**What the task requires:** Can you duplicate, character for character, the lines of the records below, starting with the line that contains "Query: door" and going on through the line that contains "Query: side wall"?

**Dataset content:**

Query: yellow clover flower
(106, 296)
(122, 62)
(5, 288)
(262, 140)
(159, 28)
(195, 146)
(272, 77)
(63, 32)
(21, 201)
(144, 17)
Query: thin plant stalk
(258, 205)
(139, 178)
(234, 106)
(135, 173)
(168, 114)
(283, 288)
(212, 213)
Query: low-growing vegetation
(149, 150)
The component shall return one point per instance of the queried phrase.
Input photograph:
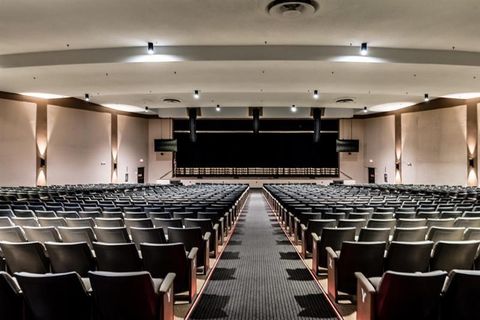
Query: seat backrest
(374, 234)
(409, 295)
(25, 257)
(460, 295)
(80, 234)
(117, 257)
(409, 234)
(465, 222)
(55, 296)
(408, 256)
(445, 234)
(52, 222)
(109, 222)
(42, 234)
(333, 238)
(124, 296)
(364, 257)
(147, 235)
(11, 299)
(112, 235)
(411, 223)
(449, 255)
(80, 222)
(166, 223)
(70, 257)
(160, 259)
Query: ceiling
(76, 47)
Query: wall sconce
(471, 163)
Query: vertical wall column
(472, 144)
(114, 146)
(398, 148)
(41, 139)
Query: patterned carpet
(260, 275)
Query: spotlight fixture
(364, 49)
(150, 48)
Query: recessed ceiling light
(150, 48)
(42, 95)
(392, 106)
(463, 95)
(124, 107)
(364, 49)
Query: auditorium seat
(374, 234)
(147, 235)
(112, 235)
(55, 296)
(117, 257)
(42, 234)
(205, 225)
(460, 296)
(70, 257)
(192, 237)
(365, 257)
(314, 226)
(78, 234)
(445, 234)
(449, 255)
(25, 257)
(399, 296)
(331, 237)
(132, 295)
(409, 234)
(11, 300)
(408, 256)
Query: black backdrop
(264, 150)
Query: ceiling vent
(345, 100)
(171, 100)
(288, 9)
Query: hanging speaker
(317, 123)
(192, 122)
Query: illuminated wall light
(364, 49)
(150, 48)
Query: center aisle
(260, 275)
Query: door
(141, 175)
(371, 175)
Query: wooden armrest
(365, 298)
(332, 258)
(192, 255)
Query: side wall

* * *

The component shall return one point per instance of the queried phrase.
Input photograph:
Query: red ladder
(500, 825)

**Task solution:**
Query: door
(141, 175)
(371, 175)
Query: wooden armrest
(365, 298)
(332, 258)
(192, 255)
Query: side wall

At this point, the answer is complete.